Reproduce each of the records below word for word, leaving nothing out and changing nothing.

** START **

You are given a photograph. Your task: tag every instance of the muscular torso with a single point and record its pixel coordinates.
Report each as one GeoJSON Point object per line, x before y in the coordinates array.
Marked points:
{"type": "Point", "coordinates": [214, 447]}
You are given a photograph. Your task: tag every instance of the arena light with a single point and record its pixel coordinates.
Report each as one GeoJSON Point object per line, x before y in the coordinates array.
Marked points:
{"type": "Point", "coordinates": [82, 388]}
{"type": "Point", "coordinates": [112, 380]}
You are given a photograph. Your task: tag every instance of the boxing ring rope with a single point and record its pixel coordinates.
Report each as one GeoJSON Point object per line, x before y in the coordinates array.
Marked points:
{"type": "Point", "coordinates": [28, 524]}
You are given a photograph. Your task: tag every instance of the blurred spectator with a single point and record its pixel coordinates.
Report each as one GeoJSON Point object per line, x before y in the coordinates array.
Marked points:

** END **

RESPONSE TO THE EXERCISE:
You are given a photograph. Your task: tag every instance of the muscular torso with a single point and record its pixel coordinates.
Report each as one GeoJSON Point object per line, x before y in the coordinates array.
Marked points:
{"type": "Point", "coordinates": [214, 447]}
You are given a photograph. Your task: tag every instance of the arena light with a single point and record its pixel coordinates.
Report each as one GeoJSON Point object per line, x before y in the coordinates array.
Marked points:
{"type": "Point", "coordinates": [82, 388]}
{"type": "Point", "coordinates": [112, 380]}
You are given a photograph. Your task: tag every instance of the boxing ring rope with a single point and record its pixel coordinates.
Report each as one GeoJSON Point object per line, x before y in the coordinates array.
Marked points:
{"type": "Point", "coordinates": [28, 524]}
You are given a photograph. Your task: tag every instance of the blurred spectator with a single point and record its pixel coordinates.
Report each as one GeoJSON Point object per line, x before y in the coordinates array.
Marked points:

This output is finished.